§ EXERCISE: Your response should be the complete set of records, reproduced exactly.

════════════════

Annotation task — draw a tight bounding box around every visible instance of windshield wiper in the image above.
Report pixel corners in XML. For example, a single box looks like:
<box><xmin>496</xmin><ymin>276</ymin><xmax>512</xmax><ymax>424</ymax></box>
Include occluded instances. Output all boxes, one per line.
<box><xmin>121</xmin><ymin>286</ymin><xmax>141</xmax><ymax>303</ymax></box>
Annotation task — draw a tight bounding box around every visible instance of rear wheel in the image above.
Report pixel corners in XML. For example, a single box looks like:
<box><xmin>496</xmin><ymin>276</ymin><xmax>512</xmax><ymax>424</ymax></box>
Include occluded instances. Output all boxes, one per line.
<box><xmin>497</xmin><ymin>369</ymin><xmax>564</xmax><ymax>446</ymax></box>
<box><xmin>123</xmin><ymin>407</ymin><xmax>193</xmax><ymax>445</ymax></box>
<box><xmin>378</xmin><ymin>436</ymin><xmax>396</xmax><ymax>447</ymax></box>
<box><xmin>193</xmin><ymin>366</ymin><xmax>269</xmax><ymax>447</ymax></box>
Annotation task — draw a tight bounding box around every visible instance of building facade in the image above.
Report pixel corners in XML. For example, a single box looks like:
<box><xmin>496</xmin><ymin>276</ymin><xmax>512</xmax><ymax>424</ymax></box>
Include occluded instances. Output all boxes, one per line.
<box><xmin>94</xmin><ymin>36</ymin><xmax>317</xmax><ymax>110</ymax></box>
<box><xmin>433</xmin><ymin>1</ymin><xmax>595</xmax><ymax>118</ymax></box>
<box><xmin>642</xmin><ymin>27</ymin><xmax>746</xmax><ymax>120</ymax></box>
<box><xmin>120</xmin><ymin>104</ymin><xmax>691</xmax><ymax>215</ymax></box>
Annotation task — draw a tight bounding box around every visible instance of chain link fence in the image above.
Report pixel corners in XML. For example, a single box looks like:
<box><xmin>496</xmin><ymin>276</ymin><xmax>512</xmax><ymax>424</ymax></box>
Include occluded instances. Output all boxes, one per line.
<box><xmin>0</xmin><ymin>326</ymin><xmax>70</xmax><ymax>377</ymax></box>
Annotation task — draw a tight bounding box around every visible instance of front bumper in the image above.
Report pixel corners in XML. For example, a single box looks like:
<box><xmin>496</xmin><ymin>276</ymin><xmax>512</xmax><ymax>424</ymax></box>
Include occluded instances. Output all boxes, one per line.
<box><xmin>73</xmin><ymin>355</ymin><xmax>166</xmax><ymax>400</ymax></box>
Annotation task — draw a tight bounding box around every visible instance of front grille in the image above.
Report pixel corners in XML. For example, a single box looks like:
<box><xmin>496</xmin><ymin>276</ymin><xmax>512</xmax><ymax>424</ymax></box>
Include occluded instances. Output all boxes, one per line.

════════════════

§ RESPONSE TO THE EXERCISE:
Annotation task — draw a tight bounding box around every visible instance of windshield wiper in the image above.
Report pixel corners in XML. For example, a single box looks like:
<box><xmin>496</xmin><ymin>276</ymin><xmax>512</xmax><ymax>424</ymax></box>
Include occluded instances. Output all boxes, one per line.
<box><xmin>121</xmin><ymin>286</ymin><xmax>141</xmax><ymax>303</ymax></box>
Annotation task — draw a tight bounding box around every visible instance of rear wheel in the image above.
Report pixel corners in XML. For example, a single box looks like:
<box><xmin>496</xmin><ymin>276</ymin><xmax>512</xmax><ymax>424</ymax></box>
Include occluded instances. Output all boxes, one per line.
<box><xmin>497</xmin><ymin>369</ymin><xmax>564</xmax><ymax>446</ymax></box>
<box><xmin>123</xmin><ymin>407</ymin><xmax>193</xmax><ymax>445</ymax></box>
<box><xmin>378</xmin><ymin>436</ymin><xmax>396</xmax><ymax>447</ymax></box>
<box><xmin>193</xmin><ymin>366</ymin><xmax>269</xmax><ymax>447</ymax></box>
Annotation task — draw a tight bounding box around every visible instance of building facade in the image above.
Report pixel corners in XML. For example, a single box looks like:
<box><xmin>496</xmin><ymin>276</ymin><xmax>512</xmax><ymax>424</ymax></box>
Include occluded instances. Output all boxes, one per line.
<box><xmin>94</xmin><ymin>36</ymin><xmax>317</xmax><ymax>110</ymax></box>
<box><xmin>433</xmin><ymin>1</ymin><xmax>595</xmax><ymax>118</ymax></box>
<box><xmin>642</xmin><ymin>27</ymin><xmax>746</xmax><ymax>120</ymax></box>
<box><xmin>120</xmin><ymin>104</ymin><xmax>691</xmax><ymax>215</ymax></box>
Annotation task — draw a tight bounding box around every visible instance of chain link fence in the image above.
Report pixel corners in XML. For example, a single box looks like:
<box><xmin>496</xmin><ymin>276</ymin><xmax>512</xmax><ymax>424</ymax></box>
Include occluded instances. Output all boxes, one per line.
<box><xmin>0</xmin><ymin>326</ymin><xmax>70</xmax><ymax>377</ymax></box>
Annotation task — draw a tight bounding box around every visible instance of front bumper in the image above.
Report pixel corners in XML. For example, a single box looks like:
<box><xmin>496</xmin><ymin>276</ymin><xmax>512</xmax><ymax>424</ymax></box>
Include occluded instances. Output all boxes, one per line.
<box><xmin>73</xmin><ymin>355</ymin><xmax>166</xmax><ymax>400</ymax></box>
Annotation task — draw a tight bounding box around every visible instance of front grille in the image above.
Report pixel corners in XML. For example, a single box looks like:
<box><xmin>496</xmin><ymin>276</ymin><xmax>512</xmax><ymax>424</ymax></box>
Include occluded instances. Output all boxes, one per line.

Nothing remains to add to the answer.